Post Syndicated from Subham Rakshit original https://aws.amazon.com/blogs/big-data/build-multi-region-resilient-apache-kafka-applications-with-identical-topic-names-using-amazon-msk-and-amazon-msk-replicator/

Resilience has always been a top priority for customers running mission-critical Apache Kafka applications. Amazon Managed Streaming for Apache Kafka (Amazon MSK) is deployed across multiple Availability Zones and provides resilience within an AWS Region. However, mission-critical Kafka deployments require cross-Region resilience to minimize downtime during service impairment in a Region. With Amazon MSK Replicator, you can build multi-Region resilient streaming applications to provide business continuity, share data with partners, aggregate data from multiple clusters for analytics, and serve global clients with reduced latency. This post explains how to use MSK Replicator for cross-cluster data replication and details the failover and failback processes while keeping the same topic name across Regions.

MSK Replicator overview

Amazon MSK offers two cluster types: Provisioned and Serverless. Provisioned cluster supports two broker types: Standard and Express. With the introduction of Amazon MSK Express brokers, you can now deploy MSK clusters that significantly reduce recovery time by up to 90% while delivering consistent performance. Express brokers provide up to 3 times the throughput per broker and scale up to 20 times faster compared to Standard brokers running Kafka. MSK Replicator works with both broker types in Provisioned clusters and along with Serverless clusters.

MSK Replicator supports an identical topic name configuration, enabling seamless topic name retention during both active-active or active-passive replication. This avoids the risk of infinite replication loops commonly associated with third-party or open source replication tools. When deploying an active-passive cluster architecture for regional resilience, where one cluster handles live traffic and the other acts as a standby, an identical topic configuration simplifies the failover process. Applications can transition to the standby cluster without reconfiguration because topic names remain consistent across the source and target clusters.

[Data records]
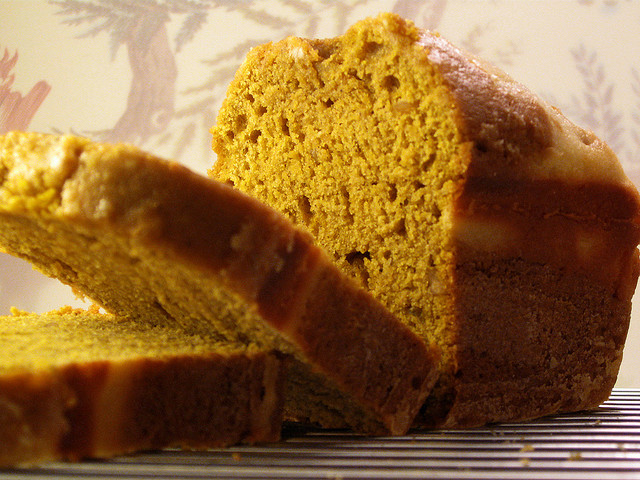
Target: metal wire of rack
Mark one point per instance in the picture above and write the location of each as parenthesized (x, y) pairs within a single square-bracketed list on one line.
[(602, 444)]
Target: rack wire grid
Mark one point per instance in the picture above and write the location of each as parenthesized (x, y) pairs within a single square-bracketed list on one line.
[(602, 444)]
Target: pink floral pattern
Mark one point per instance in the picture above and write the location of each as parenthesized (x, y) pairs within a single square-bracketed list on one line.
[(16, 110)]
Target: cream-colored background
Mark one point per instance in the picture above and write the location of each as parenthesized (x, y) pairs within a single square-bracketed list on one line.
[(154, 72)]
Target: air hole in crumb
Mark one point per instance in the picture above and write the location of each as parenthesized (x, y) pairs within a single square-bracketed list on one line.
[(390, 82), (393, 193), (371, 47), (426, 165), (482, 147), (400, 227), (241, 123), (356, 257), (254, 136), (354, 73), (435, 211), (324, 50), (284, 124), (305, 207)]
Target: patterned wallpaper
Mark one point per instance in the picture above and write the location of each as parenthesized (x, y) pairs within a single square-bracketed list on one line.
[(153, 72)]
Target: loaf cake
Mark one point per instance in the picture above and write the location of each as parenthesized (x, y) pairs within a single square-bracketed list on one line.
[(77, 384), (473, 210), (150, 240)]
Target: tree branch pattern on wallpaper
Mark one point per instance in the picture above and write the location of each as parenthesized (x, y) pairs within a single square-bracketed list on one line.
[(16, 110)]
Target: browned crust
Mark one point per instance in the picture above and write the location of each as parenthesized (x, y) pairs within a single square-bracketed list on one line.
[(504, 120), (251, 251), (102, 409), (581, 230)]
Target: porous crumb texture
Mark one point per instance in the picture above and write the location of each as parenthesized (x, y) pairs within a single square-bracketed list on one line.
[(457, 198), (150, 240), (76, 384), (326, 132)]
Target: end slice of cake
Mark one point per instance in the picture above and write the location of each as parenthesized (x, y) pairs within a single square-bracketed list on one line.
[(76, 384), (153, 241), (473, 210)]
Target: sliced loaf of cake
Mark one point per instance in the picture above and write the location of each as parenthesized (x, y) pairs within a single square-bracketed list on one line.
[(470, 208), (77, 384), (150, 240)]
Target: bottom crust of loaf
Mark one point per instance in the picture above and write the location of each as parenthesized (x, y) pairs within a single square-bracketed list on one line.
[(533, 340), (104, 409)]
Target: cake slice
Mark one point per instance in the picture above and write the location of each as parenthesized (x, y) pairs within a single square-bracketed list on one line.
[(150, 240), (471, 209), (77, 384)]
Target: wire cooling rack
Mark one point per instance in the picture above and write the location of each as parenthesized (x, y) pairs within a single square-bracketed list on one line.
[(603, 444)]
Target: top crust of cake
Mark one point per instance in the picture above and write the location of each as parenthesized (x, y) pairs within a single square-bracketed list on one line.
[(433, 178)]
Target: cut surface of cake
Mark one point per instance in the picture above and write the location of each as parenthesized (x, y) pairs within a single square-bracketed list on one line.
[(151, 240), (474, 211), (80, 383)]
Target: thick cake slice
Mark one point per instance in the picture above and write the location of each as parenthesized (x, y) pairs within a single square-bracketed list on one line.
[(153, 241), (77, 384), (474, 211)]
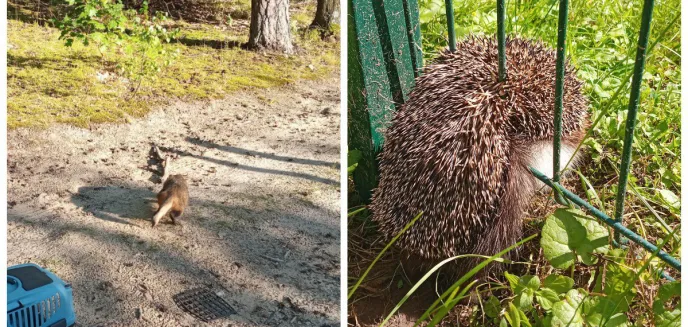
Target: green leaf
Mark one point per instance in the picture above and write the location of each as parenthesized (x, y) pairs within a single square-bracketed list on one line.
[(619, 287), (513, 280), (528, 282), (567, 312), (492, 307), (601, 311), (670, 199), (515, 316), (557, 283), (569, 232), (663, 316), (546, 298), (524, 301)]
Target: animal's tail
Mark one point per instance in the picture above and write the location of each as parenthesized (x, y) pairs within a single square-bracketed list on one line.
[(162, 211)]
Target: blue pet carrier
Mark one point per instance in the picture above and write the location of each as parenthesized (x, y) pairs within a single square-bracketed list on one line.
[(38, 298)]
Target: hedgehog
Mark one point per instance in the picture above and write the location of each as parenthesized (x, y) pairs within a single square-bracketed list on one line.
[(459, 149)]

* * *

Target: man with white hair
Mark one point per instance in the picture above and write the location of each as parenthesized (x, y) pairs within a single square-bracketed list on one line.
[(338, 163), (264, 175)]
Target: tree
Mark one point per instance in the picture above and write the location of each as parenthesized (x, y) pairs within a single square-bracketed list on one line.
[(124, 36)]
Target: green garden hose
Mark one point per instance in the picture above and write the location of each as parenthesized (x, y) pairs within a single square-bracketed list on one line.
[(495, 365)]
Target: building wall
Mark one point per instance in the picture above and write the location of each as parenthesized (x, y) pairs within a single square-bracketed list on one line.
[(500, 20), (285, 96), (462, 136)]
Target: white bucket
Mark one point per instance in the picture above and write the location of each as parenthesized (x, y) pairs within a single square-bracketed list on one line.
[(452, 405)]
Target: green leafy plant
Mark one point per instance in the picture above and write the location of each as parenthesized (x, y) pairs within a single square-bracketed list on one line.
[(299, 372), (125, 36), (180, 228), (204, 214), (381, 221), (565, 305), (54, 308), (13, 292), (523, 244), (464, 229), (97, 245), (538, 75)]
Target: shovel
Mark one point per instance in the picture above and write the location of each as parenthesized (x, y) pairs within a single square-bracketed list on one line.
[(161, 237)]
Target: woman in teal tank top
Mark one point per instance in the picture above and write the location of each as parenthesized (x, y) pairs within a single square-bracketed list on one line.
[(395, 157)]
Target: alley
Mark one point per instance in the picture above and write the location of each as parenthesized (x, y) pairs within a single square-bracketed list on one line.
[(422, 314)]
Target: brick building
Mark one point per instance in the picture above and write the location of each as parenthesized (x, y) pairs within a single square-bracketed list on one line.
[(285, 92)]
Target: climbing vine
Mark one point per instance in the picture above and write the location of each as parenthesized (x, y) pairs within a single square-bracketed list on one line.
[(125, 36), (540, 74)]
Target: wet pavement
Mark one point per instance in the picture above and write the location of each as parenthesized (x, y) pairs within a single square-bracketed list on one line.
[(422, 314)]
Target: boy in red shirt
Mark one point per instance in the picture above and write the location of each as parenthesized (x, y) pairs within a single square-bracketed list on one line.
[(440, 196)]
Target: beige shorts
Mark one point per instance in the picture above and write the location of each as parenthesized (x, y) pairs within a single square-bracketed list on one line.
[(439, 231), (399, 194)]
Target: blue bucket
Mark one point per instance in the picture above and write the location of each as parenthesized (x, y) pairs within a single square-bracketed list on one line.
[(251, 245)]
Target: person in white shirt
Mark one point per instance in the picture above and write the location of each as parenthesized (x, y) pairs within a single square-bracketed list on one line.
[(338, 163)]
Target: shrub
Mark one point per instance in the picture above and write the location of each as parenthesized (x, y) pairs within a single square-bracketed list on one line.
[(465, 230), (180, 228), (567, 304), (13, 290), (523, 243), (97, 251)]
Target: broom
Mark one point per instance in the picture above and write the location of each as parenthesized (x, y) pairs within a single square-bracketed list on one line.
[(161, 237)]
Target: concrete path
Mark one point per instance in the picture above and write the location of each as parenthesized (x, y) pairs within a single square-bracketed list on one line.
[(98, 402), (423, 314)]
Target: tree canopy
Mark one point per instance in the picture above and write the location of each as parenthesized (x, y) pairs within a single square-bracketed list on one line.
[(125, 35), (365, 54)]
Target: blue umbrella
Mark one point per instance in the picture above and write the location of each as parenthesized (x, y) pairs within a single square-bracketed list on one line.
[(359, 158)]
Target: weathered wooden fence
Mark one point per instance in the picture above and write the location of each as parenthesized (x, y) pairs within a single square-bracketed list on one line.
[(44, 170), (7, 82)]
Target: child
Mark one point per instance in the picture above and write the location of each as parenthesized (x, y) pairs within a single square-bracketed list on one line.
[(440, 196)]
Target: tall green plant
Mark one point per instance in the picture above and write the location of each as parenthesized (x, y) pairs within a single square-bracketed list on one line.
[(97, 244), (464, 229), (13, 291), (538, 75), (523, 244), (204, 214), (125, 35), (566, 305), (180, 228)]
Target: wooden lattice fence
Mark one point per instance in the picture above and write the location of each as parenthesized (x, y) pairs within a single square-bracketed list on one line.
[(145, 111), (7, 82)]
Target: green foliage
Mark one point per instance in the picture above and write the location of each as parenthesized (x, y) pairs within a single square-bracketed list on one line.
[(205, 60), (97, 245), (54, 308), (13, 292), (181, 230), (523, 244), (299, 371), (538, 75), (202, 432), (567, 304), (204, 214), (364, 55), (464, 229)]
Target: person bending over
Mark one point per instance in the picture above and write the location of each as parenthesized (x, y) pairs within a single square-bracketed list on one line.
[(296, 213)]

[To be done]
1 - Answer these questions from the MSK Replicator excerpt:
(a) What two cluster types does Amazon MSK offer?
(b) How much faster do Express brokers scale than Standard brokers?
(c) In an active-passive architecture, what role does the second cluster play?
2 - Duplicate the MSK Replicator excerpt from "MSK Replicator supports" to "and target clusters.".
3 - According to the MSK Replicator excerpt, why can applications move to the standby cluster without reconfiguration? Answer in one to three sentences.
The entries above are separate material from the MSK Replicator excerpt.

[Solutions to the exercise]
1 -
(a) Provisioned and Serverless.
(b) Up to 20 times faster.
(c) It acts as a standby.

2 -
MSK Replicator supports an identical topic name configuration, enabling seamless topic name retention during both active-active or active-passive replication. This avoids the risk of infinite replication loops commonly associated with third-party or open source replication tools. When deploying an active-passive cluster architecture for regional resilience, where one cluster handles live traffic and the other acts as a standby, an identical topic configuration simplifies the failover process. Applications can transition to the standby cluster without reconfiguration because topic names remain consistent across the source and target clusters.

3 - Applications need no reconfiguration because topic names stay the same across the source and target clusters. MSK Replicator's identical topic name configuration keeps those names when it replicates data.